- _Text to read_:
One type of news item I notice often – because it confirms a belief that I like to maintain – reports that a recent psychological study has found that the most effective way to give yourself a quick happiness fix is to do someone else a favour. The most recent I remember reported, for example, that while visiting a favourite place might lift you out of the glums, doing someone a favour was more likely to do it. So when I visited a local coffee shop that offered ‘delayed coffee’ recently I made a point of buying one.
A ‘delayed coffee’ is a cup of coffee that you buy for a complete stranger. You pay for the coffee and at some later time someone else who’s stuck for the price of a coffee can come in and get one free of charge.
Described in those bald terms spending money that you could use to buy a scratchie or shove into a pokie machine on a ‘delayed coffee’ looks economically naïve. In either of the two latter options you at least have the prospect of getting some return – however small and improbable – on your expenditure.
Buying a cup of coffee for someone who may never turn up to claim it gets you no return whatsoever. Even if someone turns up looking to claim the coffee you’ve paid for, it’s possible that they won’t be the down and out homeless person you think you’re helping but some grasping little git who’s too lazy to walk to an ATM to cash up and too tight-fisted to pay EFTPOS transaction fees.
Even if someone whom you would believe does deserve your charity turns up to claim it, your local cafe proprietor might have given up on ‘delayed coffee’ because the only customers who take them up are obviously cashed up self-serving bastards and she’s sick of being taken for a mug. So what’s the value proposition? Where’s the economic utility for buyers of ‘delayed coffees’?
The answers to these questions won’t be found in the realm of physical satisfaction, as used by Alfred Marshall (as I recall) to explicate the notion of diminishing marginal utility, according to which a hungry economist will gain much satisfaction from his first plate of roast beef with all the trimmings in the dining room of his West End club, somewhat less from his second and, after he has finished that, will happily pass up on a third and spend his remaining cash on a trip to Whitechapel in pursuit of more intense, if somewhat debauched, pleasures. Whatever satisfaction I might gain from buying a cup of coffee for an unknown and possibly non-existent stranger, it’s neither physical nor debauched.
Nor will we find the answer in the realm of monetary gain, since buying a ‘delayed coffee’ is a transaction with no possible monetary return. The answer lies outside the two realms we most immediately associate with economics – the exchange of money for physical goods and the more abstract exchange of money for future monetary return.
Delayed coffee, although it can be force-fitted into the realm of service provision, is an abstract good and its purchase returns abstract satisfactions. Such as the satisfaction – however spurious – of feeling for at least a few minutes that one is a contributing member of society with the capacity to help others. It’s also – and just as gratifyingly – a brief exercise in trusting others to act honestly and deal with your gift as it is intended. Most immediately, you’re trusting the seller to pass on the delayed coffee at an appropriate time.

- _Exercise directions_: Write out the part of the delayed-coffee piece above from "A ‘delayed coffee’ is a cup" up to and including "on your expenditure.", word for word.

- _Data rows_:

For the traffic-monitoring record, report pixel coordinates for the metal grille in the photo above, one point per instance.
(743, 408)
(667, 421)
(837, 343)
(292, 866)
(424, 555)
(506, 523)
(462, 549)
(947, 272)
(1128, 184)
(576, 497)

- _Answer to this task_:
A ‘delayed coffee’ is a cup of coffee that you buy for a complete stranger. You pay for the coffee and at some later time someone else who’s stuck for the price of a coffee can come in and get one free of charge.
Described in those bald terms spending money that you could use to buy a scratchie or shove into a pokie machine on a ‘delayed coffee’ looks economically naïve. In either of the two latter options you at least have the prospect of getting some return – however small and improbable – on your expenditure.